## SELESAIKAN SOAL BERIKUT
**1.** Jawab pertanyaan berikut berdasarkan teks tentang seminar Danau Toba.
(a) Pada tanggal berapa seminar itu akan berlangsung?
(b) Siapa yang menjadi moderator seminar?
(c) Selain sebagai pembicara, apa peran Prof Dr Robert Sibarani MS dalam seminar tersebut?
**2.** Teruskan teks tentang seminar Danau Toba mulai dari kalimat terakhirnya.

## KUTIPAN TEKS
········

Sebagaima pemberitaan sebelumnya, IASDABA akan menggelar sebuah seminar internasional untuk membahas Danau Toba. Seminar bertema ‘Pembangunan Kawasan Danau Toba Berbasis Budaya Daerah’ itu akan berlangsung pada 11 September mendatang. IASDABA sendiri adalah sebuah organisasi yang concern dengan keberadaan Danau Toba.

Beberapa pembicara akan mengisi seminar yang akan berlangsung secara virtual tersebut. Antara lain, Prof Dr Uli Kozok MA dari USA dan Dr Guiseppina Monaco dari Italia. Sementara dari dalam negeri ada Prof Dr Robert Sibarani MS (Direktur Sekolah Pascasarjana USU) sebagai pembicara. Moderator seminar adalah seorang pengusaha sukses yang juga selalu memberi perhatian terhadap Danau Toba, yakni Drs Tigor Tampubolon.

Selain menghadirkan pembicara hebat, acara juga akan diisi secara khusus oleh Direktur Utama BPODT Arie Prasetyo, GM BPGKT Dr Ir Wan Hidayati MSi, unsur pemerintah dari tujuh kabupaten di Kawasan Danau Toba, peneliti dan pemerhati Danau Toba serta tokoh komunitas lokal dan tokoh agama.

Kepada media, Prof Dr Robert Sibarani MS yang juga ketua panitia seminar mengutarakan, bahwa keanekaragaman budaya daerah Kawasan Danau Toba merupakan kekuatan kultural sebagai daya tarik untuk wisatawan. Apalagi dengan penetapan Kaldera Toba sebagai anggota Unesco Global Geopark (UGG), maka katanya, saatnya semua pihak memberi perhatian pada keanekaragaman budaya sebagai daya tarik wisata Kaldera Toba.

“Dengan demikian, pemerintah daerah dan pengelola Kaldera Toba atau pengelola Danau Toba sangat perlu melibatkan kajian-kajian akademis ahli budaya dan merekrut lulusan-lulusan perguruan tinggi yang berlatar kebudayaan untuk membenahi Kawasan Danau Toba,” sebutnya.

········

## CUPLIKAN DATA
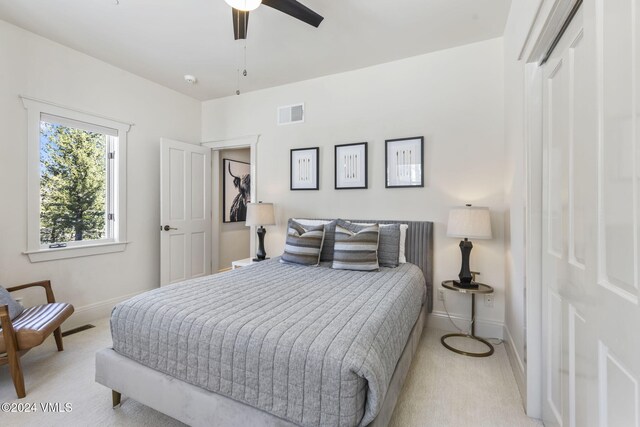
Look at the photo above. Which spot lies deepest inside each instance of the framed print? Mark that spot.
(351, 166)
(304, 170)
(404, 162)
(236, 190)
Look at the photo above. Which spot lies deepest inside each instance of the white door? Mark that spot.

········

## KUNCI JAWABAN
**1.**
(a) 11 September
(b) Drs Tigor Tampubolon
(c) Ketua panitia seminar

**2.**
Menurutnya, ada harapan pada masa mendatang, bahwa pengembangan Kawasan Danau Toba akan semakin nyata dan dapat meningkatkan kesejahteraan masyarakat lokal apabila mendapat pengelolaan dengan baik. Pengelolaan potensi budaya daerah dalam Kawasan Danau Toba dapat melibatkan para akademisi berlatar belakang budaya dan merekrut para alumni yang berlatar belakang budaya dari Fakultas Ilmu Budaya USU.

Danau Toba yang Bersih

Sedangkan mengenai rencana ‘IASDABA’ membuat seminar, katanya, adalah berdasarkan keinginan berbuat baik untuk Kawasan Danau Toba. Prof Robert pun berharap, agar keinginan itu dapat tersiar dan tersampaikan dengan baik kepada masyarakat.

“Ini adalah seminar oleh IASDABA dengan harapan, sesuai dengan namanya, akan tercipta Danau Toba yang ‘ias’ (bersih). Kemudian, bagaimana agar pengelolaan Kaldera Danau Toba berbasis budaya. Yang artinya berbasis budaya tujuh daerah dalam Kawasan Danau Toba, antara lain, Samosir, Simalungun, Humbahas, Toba, Taput, Karo, dan Dairi,” paparnya.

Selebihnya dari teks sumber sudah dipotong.